ATIVIDADES PROPOSTAS
1. Indique se cada afirmação concorda com o texto sobre Afrodite, respondendo sim ou não e citando literalmente as palavras do texto que decidem a resposta: (a) Afrodite era venerada, em sua origem, como uma deusa da luz. (b) A deusa era considerada apenas pelas suas manifestações no céu. (c) Com o tempo, a deusa passou a ser a rainha da beleza do mundo.
2. Segundo o texto sobre Afrodite, o que a deusa foi primitivamente, o que se tornou com o tempo e o que devia tornar-se? Liste tudo.

TEXTO PARA LEITURA
_ _ _ _

Acredita-se que Afrodite ou Vênus, a mais bela das Deusas, era primitivamente venerada como uma Deusa da luz, considerada não somente na magnificencia variada de suas manifestações no Céu, mas também em sua ação fecunda na superfície da Terra. Não é então na serenidade da luz que as rosas parecem desabrochar, e que a seiva renova, na primavera, a basta cabeleira das florestas? Com o tempo, a Deusa que surgia na estação que é para o ano o que a aurora é para o dia, tornou-se a rainha da beleza do mundo, a eterna soberana por quem tudo quanto respira chega à existencia. Ora, se tudo que é belo inspira o amor, a Deusa, que criava e propagava a beleza em tudo quanto tem vida, devia também naturalmente tornar-se a Divindade da sedução, que nos leva a amar tudo o que nos parece belo.

_ _ _ _

MATERIAL FORNECIDO
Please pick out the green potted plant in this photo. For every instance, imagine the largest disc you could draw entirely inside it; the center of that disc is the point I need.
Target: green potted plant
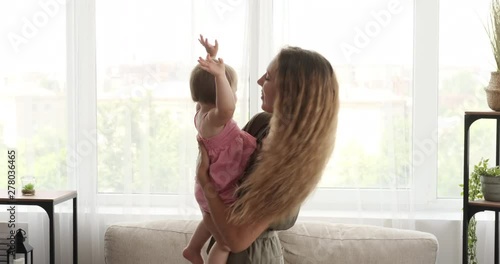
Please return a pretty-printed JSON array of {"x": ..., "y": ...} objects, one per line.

_ _ _ _

RESPOSTAS DAS ATIVIDADES
1.
(a) Sim: "era primitivamente venerada como uma Deusa da luz".
(b) Não: "não somente na magnificencia variada de suas manifestações no Céu, mas também em sua ação fecunda na superfície da Terra".
(c) Sim: "tornou-se a rainha da beleza do mundo".

2.
- uma Deusa da luz
- a rainha da beleza do mundo
- a eterna soberana por quem tudo quanto respira chega à existencia
- a Divindade da sedução